Bernanke’s decision to unfreeze markets in emerging nations raises questions

By WILLIAM PESEK JR
4 November 2008

The first interest-rate cut in seven years had to be trauma-tic for Bank of Japan (BOJ) staff. Not only did it undo years of struggling to lift borrowing costs from zero, but few investors seemed to care. The indifference is partly attributable to the tardiness of the 0.2 percentage-point move, which lowered the BOJ’s benchmark rate to 0.3 per cent.

The bigger reason was the US Federal Reserve. The Fed’s half-point rate cut to one per cent last week came two days before the BOJ’s move, and it surprised no one. What shocked many was a decision to provide US$30 billion each to the central banks of Brazil, Mexico, Singapore and South Korea.

The internationalisation of the Fed has been unfolding for years. From Seoul to Santiago, investors often care more about what happens in Washington than they do about actions taken by the local monetary authorities. The central bank has 12 districts across the United States, yet the last 15 years have seen the creation of de facto spheres of Fed influence around the globe.

Consider Oct 29 as the day the Fed formalised the arrangement by creating areas 13, 14, 15 and 16. The Fed’s decision to expand efforts to unfreeze markets in emerging nations raised eyebrows in Asia, eclipsing its rate reduction and that of the BOJ.

The International Monetary Fund (IMF) also announced an emergency loan programme that almost doubles borrowing limits for emerging economies and waives demands for austerity measures. That, too, surprised many observers.

The IMF signalled that it will move faster with aid than in the past. It also showed the urgent need for an overhaul of the global financial order well before a Nov 15 meeting of 20 industrialised and developing nations in Washington.

Five years from now, Fed chairman Ben Bernanke will be regarded either as brilliant or reckless for so directly reaching around the globe. At the moment, it looks like an innovative and bold step. Already, it’s done more to stop the bleeding in markets than have officials in, say, Seoul.

▶ WHAT YOU SHOULD DO: Write out the passage of the Fed article from "Consider Oct 29" up to and including "surprised many observers.", word for word.

Pointing dataset excerpts:
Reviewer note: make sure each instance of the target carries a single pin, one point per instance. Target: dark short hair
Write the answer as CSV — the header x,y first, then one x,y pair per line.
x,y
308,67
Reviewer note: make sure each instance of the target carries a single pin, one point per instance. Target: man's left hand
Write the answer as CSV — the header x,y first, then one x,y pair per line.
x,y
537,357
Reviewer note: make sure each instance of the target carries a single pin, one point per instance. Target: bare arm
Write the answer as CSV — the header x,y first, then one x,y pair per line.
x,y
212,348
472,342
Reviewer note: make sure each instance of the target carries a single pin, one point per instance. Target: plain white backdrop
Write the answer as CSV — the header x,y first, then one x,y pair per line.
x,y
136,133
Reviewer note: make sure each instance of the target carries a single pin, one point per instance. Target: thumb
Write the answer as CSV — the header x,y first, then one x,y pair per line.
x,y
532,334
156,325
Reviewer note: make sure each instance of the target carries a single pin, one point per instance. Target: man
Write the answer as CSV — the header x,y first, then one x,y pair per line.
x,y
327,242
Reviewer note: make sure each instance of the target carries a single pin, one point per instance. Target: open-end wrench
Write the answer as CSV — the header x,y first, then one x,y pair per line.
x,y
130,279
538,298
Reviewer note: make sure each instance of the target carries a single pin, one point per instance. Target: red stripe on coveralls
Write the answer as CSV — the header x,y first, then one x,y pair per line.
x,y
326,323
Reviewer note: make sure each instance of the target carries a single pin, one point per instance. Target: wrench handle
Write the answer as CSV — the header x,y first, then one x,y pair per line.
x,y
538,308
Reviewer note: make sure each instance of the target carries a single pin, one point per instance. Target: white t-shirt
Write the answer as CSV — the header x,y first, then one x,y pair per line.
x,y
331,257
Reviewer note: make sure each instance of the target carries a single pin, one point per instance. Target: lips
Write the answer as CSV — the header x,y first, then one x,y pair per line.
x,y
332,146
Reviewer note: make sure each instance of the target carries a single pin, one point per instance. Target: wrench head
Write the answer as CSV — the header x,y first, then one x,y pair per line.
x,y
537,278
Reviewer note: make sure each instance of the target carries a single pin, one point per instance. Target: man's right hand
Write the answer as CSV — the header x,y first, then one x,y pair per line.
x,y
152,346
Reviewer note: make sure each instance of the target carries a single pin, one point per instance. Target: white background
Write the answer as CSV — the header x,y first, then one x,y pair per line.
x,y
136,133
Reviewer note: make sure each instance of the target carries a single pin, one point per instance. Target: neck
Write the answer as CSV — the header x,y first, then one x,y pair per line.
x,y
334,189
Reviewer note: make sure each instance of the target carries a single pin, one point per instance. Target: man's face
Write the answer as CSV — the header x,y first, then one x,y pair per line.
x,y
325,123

▶ COMPLETED EXERCISE:
Consider Oct 29 as the day the Fed formalised the arrangement by creating areas 13, 14, 15 and 16. The Fed’s decision to expand efforts to unfreeze markets in emerging nations raised eyebrows in Asia, eclipsing its rate reduction and that of the BOJ.

The International Monetary Fund (IMF) also announced an emergency loan programme that almost doubles borrowing limits for emerging economies and waives demands for austerity measures. That, too, surprised many observers.